Given records: Begin

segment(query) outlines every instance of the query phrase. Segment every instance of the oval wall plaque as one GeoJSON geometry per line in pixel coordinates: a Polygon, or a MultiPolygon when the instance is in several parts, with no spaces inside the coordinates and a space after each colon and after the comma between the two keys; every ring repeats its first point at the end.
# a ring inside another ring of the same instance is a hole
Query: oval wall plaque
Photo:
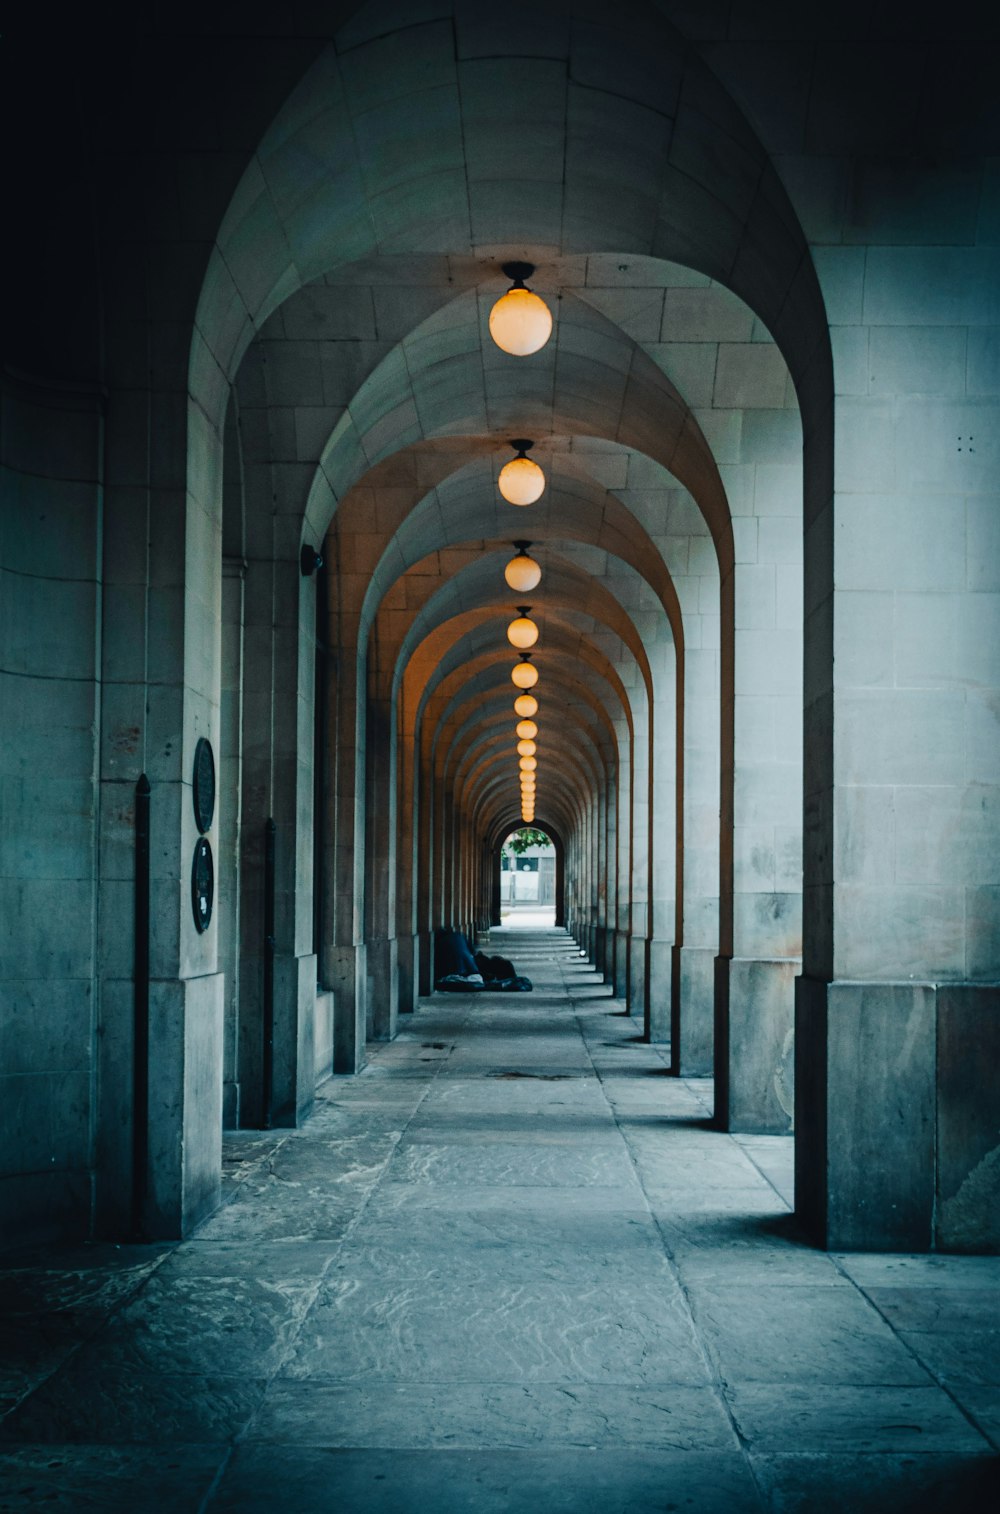
{"type": "Polygon", "coordinates": [[[199,836],[194,844],[194,860],[191,863],[191,909],[195,927],[200,935],[208,930],[215,899],[215,864],[207,836],[199,836]]]}
{"type": "Polygon", "coordinates": [[[205,736],[198,737],[194,749],[194,818],[200,831],[211,829],[215,814],[215,755],[212,743],[205,736]]]}

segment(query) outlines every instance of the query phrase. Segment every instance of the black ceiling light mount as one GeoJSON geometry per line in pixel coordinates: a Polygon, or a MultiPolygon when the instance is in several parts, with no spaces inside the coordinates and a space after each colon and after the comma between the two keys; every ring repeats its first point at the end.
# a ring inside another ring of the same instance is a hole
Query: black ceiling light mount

Given records: End

## Exercise description
Render all entries verbatim, excluding any pictures they hold.

## Worked solution
segment(query) outlines every instance of the query phrase. Segment every instance of the oval wall plaque as one GeoJSON geometry per line in pixel coordinates: a Polygon, or a MultiPolygon when the instance is in several parts, with no spaces inside the coordinates and a space after each colon and after the comma between the two keys; every ring repeats its first point at the end.
# a ring inside another ring of the same instance is a hole
Query: oval wall plaque
Photo:
{"type": "Polygon", "coordinates": [[[199,836],[194,844],[194,860],[191,863],[191,909],[195,927],[200,935],[208,930],[215,899],[215,864],[207,836],[199,836]]]}
{"type": "Polygon", "coordinates": [[[205,736],[198,737],[194,749],[194,818],[200,831],[211,829],[215,814],[215,755],[212,743],[205,736]]]}

segment(query) outlines every instance of the query phrase. Segment every instance of the black ceiling light mount as one GeoJSON geometry per line in pixel coordinates: a Polygon, or a MultiPolygon when the instance is in several parts, with no spaces inside the coordinates and a space after each colon and after the comma between the two keys; every ring repeats its first point at the end.
# a ring inside another ring of the same instance is a hole
Query: black ceiling light mount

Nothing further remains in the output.